TEXT BLOCK =>
- Release poster
- Directed by: Priyadarshan
- Screenplay by: Priyadarshan
- Story by: Lohithadas
- Based on: Kireedam (Malayalam) by Sibi Malayil
- Produced by: R. Mohan
- Starring: Shammi Kapoor Jackie Shroff Amrish Puri Aishwarya Farida Jalal Dimple Kapadia
- Cinematography: Santosh Sivan
- Music by: Original songs: R. D. Burman Background score: S. P. Venkatesh
- Production company: Shogun Films
- Distributed by: Eros Entertainment
- Release date: 10 September 1993;
- Running time: 171 minutes
- Country: India
- Language: Hindi

= Gardish =

Gardish is a 1993 Indian Hindi-language action crime film written and directed by Priyadarshan, starring Jackie Shroff, Shammi Kapoor, Aishwarya, Dimple Kapadia and Amrish Puri. It is a remake of the 1989 Malayalam film Kireedam. The film won two Filmfare Awards—Best Art Direction (Sabu Cyril) and Best Action (Thyagarajan), and was nominated for Best Actor (Shroff), Best Supporting Actor (Amrish Puri), and Best Supporting Actress (Kapadia). It marks the debut of actor Mukesh Rishi as an antagonist and Aishwarya's Bollywood debut. The movie is a remake of the malayalam film Kireedam.

ACTIVITY 1 =>
Count how many lines of the rows contain the string "positive", treating case as significant, and reply with the number alone.
The rows below are unrelated to the film text above.

RECORDS FOR THE EXERCISE =>
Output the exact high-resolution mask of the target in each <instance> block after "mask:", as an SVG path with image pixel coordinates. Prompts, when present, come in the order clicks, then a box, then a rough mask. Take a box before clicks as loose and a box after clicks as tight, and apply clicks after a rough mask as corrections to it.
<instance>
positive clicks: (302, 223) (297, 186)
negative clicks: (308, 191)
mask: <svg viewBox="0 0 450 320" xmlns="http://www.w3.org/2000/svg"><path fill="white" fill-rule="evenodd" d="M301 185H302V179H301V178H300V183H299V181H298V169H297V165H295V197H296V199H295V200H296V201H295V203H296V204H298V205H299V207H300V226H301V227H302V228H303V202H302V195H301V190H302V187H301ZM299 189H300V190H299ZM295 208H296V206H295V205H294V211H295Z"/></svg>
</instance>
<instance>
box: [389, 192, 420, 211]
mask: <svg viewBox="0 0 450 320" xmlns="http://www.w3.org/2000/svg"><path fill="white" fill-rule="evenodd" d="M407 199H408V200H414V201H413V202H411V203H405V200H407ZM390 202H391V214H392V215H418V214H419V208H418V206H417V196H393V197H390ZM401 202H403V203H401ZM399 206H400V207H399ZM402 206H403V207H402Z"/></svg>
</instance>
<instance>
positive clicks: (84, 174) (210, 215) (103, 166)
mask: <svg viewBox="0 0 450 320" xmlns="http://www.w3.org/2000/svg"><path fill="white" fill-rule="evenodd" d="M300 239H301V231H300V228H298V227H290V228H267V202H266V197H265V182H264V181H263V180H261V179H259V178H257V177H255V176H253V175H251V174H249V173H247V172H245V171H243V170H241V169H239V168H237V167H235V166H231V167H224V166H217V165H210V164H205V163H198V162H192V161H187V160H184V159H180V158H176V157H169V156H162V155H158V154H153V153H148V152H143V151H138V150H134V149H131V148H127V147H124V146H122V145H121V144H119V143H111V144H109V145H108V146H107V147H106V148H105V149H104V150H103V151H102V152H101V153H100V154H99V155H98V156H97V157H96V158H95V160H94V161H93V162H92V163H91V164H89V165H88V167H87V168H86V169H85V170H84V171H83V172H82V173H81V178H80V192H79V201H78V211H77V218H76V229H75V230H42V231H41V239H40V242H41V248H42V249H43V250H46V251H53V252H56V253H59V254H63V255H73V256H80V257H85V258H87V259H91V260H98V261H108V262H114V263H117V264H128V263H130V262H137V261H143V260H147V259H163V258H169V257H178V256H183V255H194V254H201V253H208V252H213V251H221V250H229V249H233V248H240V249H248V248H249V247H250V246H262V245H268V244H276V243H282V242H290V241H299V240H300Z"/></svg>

ACTIVITY 2 =>
Summarize the film text in two sentences.

EXERCISE RESULT 1 =>
2

EXERCISE RESULT 2 =>
Gardish is a 1993 Indian Hindi-language action crime film written and directed by Priyadarshan, starring Jackie Shroff, Shammi Kapoor, Aishwarya, Dimple Kapadia and Amrish Puri, and it remakes the 1989 Malayalam film Kireedam. It won two Filmfare Awards, for Best Art Direction and Best Action, and it marks the debut of Mukesh Rishi as an antagonist and Aishwarya's Bollywood debut.